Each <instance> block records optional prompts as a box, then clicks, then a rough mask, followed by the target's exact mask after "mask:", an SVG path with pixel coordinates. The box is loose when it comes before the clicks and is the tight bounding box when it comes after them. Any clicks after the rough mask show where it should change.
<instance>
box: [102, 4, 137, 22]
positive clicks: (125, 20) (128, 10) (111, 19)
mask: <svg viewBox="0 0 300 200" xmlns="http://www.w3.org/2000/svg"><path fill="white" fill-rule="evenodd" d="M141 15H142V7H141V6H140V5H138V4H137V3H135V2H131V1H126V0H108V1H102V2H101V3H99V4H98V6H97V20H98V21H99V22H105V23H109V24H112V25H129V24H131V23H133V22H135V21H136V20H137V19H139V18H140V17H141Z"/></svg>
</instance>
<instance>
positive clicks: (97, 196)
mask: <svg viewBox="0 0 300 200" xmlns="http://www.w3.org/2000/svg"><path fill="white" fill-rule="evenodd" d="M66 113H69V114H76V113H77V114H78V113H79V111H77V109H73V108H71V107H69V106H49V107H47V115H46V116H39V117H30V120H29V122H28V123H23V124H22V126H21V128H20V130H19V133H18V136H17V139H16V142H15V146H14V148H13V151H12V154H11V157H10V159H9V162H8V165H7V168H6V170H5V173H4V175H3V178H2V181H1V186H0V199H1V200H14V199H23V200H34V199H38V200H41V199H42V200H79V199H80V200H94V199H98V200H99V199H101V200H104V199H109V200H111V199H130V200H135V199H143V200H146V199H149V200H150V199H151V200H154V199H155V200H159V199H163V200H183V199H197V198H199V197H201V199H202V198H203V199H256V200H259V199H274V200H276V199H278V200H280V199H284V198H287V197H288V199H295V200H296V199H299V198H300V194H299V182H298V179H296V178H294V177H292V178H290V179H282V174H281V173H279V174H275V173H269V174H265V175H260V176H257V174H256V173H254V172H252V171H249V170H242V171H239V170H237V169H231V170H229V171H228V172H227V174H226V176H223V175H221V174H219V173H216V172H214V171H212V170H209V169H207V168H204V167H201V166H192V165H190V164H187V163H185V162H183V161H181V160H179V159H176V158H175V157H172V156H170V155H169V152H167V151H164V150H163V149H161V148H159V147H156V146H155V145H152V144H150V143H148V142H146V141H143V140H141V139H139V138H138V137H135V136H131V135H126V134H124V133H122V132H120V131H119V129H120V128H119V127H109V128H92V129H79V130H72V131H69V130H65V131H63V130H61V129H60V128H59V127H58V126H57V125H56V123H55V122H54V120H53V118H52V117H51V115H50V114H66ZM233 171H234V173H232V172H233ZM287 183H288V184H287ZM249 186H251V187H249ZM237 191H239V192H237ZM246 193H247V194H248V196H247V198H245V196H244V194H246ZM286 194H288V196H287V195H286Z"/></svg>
———
§ ASSIGNMENT
Repeat each record word for word.

§ EXERCISE RESULT
Each <instance> block records optional prompts as a box, then clicks, then a rough mask, followed by the target's exact mask after "mask:", an SVG path with pixel coordinates. The box is loose when it comes before the clicks and is the tight bounding box when it comes after them. Any clicks after the rough mask show where it should change.
<instance>
box: [102, 4, 137, 22]
positive clicks: (125, 20) (128, 10) (111, 19)
mask: <svg viewBox="0 0 300 200" xmlns="http://www.w3.org/2000/svg"><path fill="white" fill-rule="evenodd" d="M141 15H142V7H141V6H140V5H138V4H137V3H135V2H131V1H126V0H108V1H102V2H101V3H99V4H98V6H97V20H98V21H99V22H105V23H109V24H112V25H129V24H131V23H133V22H135V21H136V20H137V19H139V18H140V17H141Z"/></svg>
</instance>
<instance>
positive clicks: (97, 196)
mask: <svg viewBox="0 0 300 200" xmlns="http://www.w3.org/2000/svg"><path fill="white" fill-rule="evenodd" d="M66 113H69V114H76V113H77V114H78V113H79V111H77V109H73V108H71V107H69V106H49V107H47V115H46V116H39V117H30V120H29V122H28V123H23V124H22V126H21V128H20V130H19V133H18V136H17V139H16V142H15V146H14V148H13V151H12V154H11V157H10V159H9V162H8V165H7V168H6V170H5V173H4V175H3V178H2V181H1V186H0V199H1V200H14V199H23V200H34V199H38V200H41V199H42V200H79V199H80V200H94V199H98V200H99V199H101V200H104V199H109V200H111V199H130V200H135V199H143V200H146V199H149V200H150V199H151V200H154V199H155V200H159V199H163V200H183V199H197V198H199V197H201V199H202V198H203V199H256V200H259V199H274V200H276V199H278V200H280V199H284V198H287V197H288V199H295V200H296V199H299V198H300V194H299V182H298V179H296V178H294V177H292V178H290V179H282V174H281V173H279V174H275V173H269V174H265V175H260V176H257V174H256V173H254V172H252V171H249V170H242V171H239V170H237V169H231V170H229V171H228V172H227V174H226V176H223V175H221V174H219V173H216V172H214V171H212V170H209V169H207V168H204V167H201V166H192V165H190V164H187V163H185V162H183V161H181V160H179V159H176V158H175V157H172V156H170V155H169V152H167V151H164V150H163V149H161V148H159V147H156V146H155V145H152V144H150V143H148V142H146V141H143V140H141V139H139V138H138V137H135V136H131V135H126V134H124V133H122V132H120V131H119V129H120V128H119V127H109V128H92V129H79V130H72V131H69V130H65V131H63V130H61V129H60V128H59V127H58V126H57V125H56V123H55V122H54V120H53V118H52V117H51V115H50V114H66ZM233 171H234V173H232V172H233ZM287 183H288V184H287ZM249 186H251V187H249ZM237 191H239V192H237ZM246 193H247V194H248V196H247V198H245V196H244V194H246ZM286 194H288V196H287V195H286Z"/></svg>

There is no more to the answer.